### Given request
Can you reproduce these rows with each "trace the outline of" swapped for "draw the boundary of" and nothing else altered?

Region labeling items
-=-=-=-=-

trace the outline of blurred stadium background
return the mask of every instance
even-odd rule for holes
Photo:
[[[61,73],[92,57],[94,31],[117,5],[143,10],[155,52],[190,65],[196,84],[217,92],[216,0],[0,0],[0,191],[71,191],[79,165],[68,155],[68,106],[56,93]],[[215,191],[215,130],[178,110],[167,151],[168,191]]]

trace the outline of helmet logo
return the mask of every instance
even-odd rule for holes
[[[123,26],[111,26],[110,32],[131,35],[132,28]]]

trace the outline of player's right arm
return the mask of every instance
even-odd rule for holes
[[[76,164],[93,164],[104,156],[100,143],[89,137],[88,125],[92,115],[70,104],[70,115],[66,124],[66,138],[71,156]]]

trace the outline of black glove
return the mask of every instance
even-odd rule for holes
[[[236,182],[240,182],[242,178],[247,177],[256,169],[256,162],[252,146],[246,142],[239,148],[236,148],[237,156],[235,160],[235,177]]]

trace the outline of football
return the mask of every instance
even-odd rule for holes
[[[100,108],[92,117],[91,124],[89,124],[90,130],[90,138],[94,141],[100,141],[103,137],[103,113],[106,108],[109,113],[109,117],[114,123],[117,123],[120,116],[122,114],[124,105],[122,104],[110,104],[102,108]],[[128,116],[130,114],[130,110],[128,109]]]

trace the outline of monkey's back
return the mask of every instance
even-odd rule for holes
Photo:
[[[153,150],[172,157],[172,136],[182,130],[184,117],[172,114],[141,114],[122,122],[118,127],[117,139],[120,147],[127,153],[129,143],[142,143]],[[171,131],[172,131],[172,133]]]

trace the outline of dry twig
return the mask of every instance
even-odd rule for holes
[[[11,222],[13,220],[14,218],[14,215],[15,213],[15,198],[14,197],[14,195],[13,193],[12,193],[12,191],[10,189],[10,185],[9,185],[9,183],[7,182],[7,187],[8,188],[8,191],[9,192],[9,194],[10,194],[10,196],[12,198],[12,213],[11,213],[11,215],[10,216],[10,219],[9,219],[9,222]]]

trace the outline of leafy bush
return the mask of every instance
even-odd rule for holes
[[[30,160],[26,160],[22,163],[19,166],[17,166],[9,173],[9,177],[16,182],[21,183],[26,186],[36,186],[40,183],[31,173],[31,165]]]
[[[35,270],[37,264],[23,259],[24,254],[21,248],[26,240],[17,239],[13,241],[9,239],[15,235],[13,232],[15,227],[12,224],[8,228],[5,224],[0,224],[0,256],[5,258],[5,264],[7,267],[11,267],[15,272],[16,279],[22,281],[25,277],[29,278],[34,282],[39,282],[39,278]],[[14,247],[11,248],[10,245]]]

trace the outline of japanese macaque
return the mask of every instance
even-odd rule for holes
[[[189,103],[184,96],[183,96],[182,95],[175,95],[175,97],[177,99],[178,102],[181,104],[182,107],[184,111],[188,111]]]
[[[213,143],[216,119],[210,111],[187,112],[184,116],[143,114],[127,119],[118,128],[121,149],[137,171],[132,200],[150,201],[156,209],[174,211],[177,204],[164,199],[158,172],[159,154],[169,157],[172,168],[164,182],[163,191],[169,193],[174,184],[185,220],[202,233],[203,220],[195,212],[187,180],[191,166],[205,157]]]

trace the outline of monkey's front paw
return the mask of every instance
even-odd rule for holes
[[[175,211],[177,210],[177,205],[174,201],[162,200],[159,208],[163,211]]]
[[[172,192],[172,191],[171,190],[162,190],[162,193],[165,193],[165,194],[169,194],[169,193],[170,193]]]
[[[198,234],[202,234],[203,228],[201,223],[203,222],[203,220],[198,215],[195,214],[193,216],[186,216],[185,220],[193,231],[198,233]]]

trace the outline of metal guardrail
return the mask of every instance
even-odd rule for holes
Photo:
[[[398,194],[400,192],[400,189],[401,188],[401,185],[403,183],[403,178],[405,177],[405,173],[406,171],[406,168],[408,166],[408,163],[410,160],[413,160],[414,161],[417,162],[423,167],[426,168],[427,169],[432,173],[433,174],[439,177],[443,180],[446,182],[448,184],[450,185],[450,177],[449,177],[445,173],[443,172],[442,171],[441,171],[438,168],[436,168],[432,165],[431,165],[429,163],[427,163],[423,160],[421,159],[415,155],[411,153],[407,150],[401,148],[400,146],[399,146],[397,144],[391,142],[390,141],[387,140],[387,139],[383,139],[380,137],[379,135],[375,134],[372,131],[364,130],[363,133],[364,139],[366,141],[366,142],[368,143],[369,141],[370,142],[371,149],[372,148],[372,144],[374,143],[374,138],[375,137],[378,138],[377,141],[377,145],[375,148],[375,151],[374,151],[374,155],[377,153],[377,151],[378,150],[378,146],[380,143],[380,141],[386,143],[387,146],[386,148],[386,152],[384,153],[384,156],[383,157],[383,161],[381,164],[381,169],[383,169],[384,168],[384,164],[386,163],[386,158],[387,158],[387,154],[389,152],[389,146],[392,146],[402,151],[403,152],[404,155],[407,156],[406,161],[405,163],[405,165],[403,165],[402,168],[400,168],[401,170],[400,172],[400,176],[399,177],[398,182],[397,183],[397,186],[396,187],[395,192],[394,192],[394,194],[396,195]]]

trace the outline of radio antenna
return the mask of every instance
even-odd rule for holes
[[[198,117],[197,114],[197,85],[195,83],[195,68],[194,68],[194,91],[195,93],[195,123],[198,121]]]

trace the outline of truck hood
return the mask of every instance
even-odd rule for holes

-=-=-=-=-

### Result of this exercise
draw the boundary of blurred stadium background
return the mask of every instance
even-odd rule for holes
Photo:
[[[61,73],[92,57],[94,31],[117,5],[143,10],[155,52],[190,65],[196,84],[217,92],[216,0],[0,0],[0,191],[71,191],[79,165],[68,155],[68,106],[56,93]],[[215,191],[215,130],[178,110],[167,151],[168,191]]]

draw the boundary of helmet logo
return the mask of every instance
even-odd rule for holes
[[[123,26],[111,26],[110,32],[131,35],[132,28]]]

draw the boundary of player's right arm
return the mask of every instance
even-odd rule for holes
[[[76,164],[93,164],[104,156],[100,143],[89,137],[88,125],[92,115],[70,104],[70,115],[66,124],[66,138],[71,156]]]

draw the boundary of black glove
return the mask of every instance
even-odd rule for holes
[[[236,182],[240,182],[242,178],[247,177],[256,169],[256,162],[252,146],[246,142],[239,148],[236,148],[237,156],[235,160],[235,177]]]

draw the boundary of football
return the mask of every instance
even-odd rule for holes
[[[100,108],[92,117],[91,124],[89,124],[90,130],[90,138],[94,141],[100,141],[103,137],[103,113],[106,108],[109,113],[109,117],[114,123],[117,123],[120,116],[122,114],[124,105],[122,104],[110,104],[102,108]],[[128,116],[130,114],[130,110],[128,109]]]

draw the boundary of monkey's back
return the mask of every instance
even-odd rule for holes
Photo:
[[[153,150],[172,157],[172,136],[182,130],[184,117],[172,114],[141,114],[122,122],[118,127],[117,139],[120,147],[127,153],[129,143],[142,143]],[[171,131],[172,131],[172,133]]]

draw the boundary of dry twig
return the mask of every instance
even-odd rule for holes
[[[11,222],[13,220],[14,218],[14,215],[15,213],[15,198],[14,197],[14,195],[13,193],[12,193],[12,191],[10,189],[10,185],[9,185],[9,183],[7,182],[7,187],[8,188],[8,191],[9,192],[9,194],[10,194],[10,196],[12,198],[12,213],[11,213],[11,215],[10,216],[10,219],[9,219],[9,222]]]

draw the boundary of leafy bush
return the mask of every instance
even-odd rule for holes
[[[30,160],[26,160],[22,163],[19,166],[17,166],[9,173],[9,177],[16,182],[21,183],[26,186],[36,186],[40,183],[31,173],[31,165]]]
[[[35,270],[37,264],[23,259],[24,254],[21,248],[26,240],[17,239],[13,241],[9,239],[15,235],[13,232],[15,227],[12,224],[8,228],[5,224],[0,224],[0,256],[5,258],[5,264],[7,267],[11,267],[15,272],[16,279],[22,281],[25,277],[29,278],[34,282],[39,282],[39,278]],[[14,247],[11,248],[10,245]]]

draw the boundary of japanese macaque
return the mask of every instance
even-odd rule for holes
[[[189,103],[184,96],[183,96],[182,95],[175,95],[175,97],[177,99],[178,102],[181,104],[182,107],[184,111],[188,111]]]
[[[213,143],[216,119],[210,111],[187,112],[184,116],[143,114],[127,119],[118,128],[121,149],[137,171],[132,200],[150,201],[156,209],[174,211],[177,204],[164,199],[158,172],[159,154],[169,157],[172,168],[164,182],[163,191],[169,193],[174,184],[185,220],[202,233],[203,220],[195,212],[187,180],[191,166],[205,157]]]

draw the boundary of monkey's front paw
return the mask of every instance
even-odd rule for holes
[[[175,211],[177,210],[177,205],[174,201],[162,200],[159,208],[163,211]]]
[[[172,192],[172,191],[171,190],[162,190],[162,193],[165,193],[165,194],[169,194],[169,193],[170,193]]]
[[[198,234],[202,234],[203,228],[201,223],[203,222],[203,220],[198,215],[195,214],[193,216],[186,216],[185,220],[193,231],[198,233]]]

draw the boundary of metal guardrail
return the mask of every instance
even-odd rule for holes
Photo:
[[[398,194],[400,192],[400,189],[401,188],[401,185],[403,183],[403,178],[405,177],[405,173],[406,171],[406,168],[408,166],[408,163],[410,160],[413,160],[414,161],[417,162],[423,167],[426,168],[427,169],[432,173],[433,174],[439,177],[443,180],[446,182],[448,184],[450,185],[450,177],[449,177],[445,173],[443,172],[442,171],[441,171],[438,168],[436,168],[432,165],[431,165],[429,163],[427,163],[423,160],[421,159],[415,155],[411,153],[407,150],[401,148],[400,146],[399,146],[397,144],[391,142],[390,141],[387,140],[387,139],[383,139],[380,137],[379,135],[375,134],[372,131],[364,130],[363,133],[364,139],[366,141],[366,142],[368,143],[369,141],[370,142],[371,149],[372,148],[372,144],[374,143],[374,138],[375,137],[378,138],[377,141],[377,145],[375,148],[375,151],[374,151],[374,155],[377,153],[377,151],[378,150],[378,146],[380,143],[380,141],[386,143],[387,146],[386,148],[386,152],[384,153],[384,156],[383,157],[383,161],[381,164],[381,169],[383,169],[384,168],[384,164],[386,163],[386,158],[387,158],[387,154],[389,152],[389,146],[392,146],[402,151],[403,152],[404,155],[407,156],[406,161],[405,163],[405,165],[403,165],[402,168],[400,168],[401,170],[400,172],[400,176],[399,177],[398,182],[397,183],[397,186],[396,187],[395,192],[394,192],[394,194],[396,195]]]

draw the boundary of radio antenna
return the mask of every instance
even-odd rule for holes
[[[198,117],[197,114],[197,85],[195,83],[195,68],[194,68],[194,91],[195,93],[195,123],[198,121]]]

draw the boundary of truck hood
return the mask of every instance
even-odd rule for holes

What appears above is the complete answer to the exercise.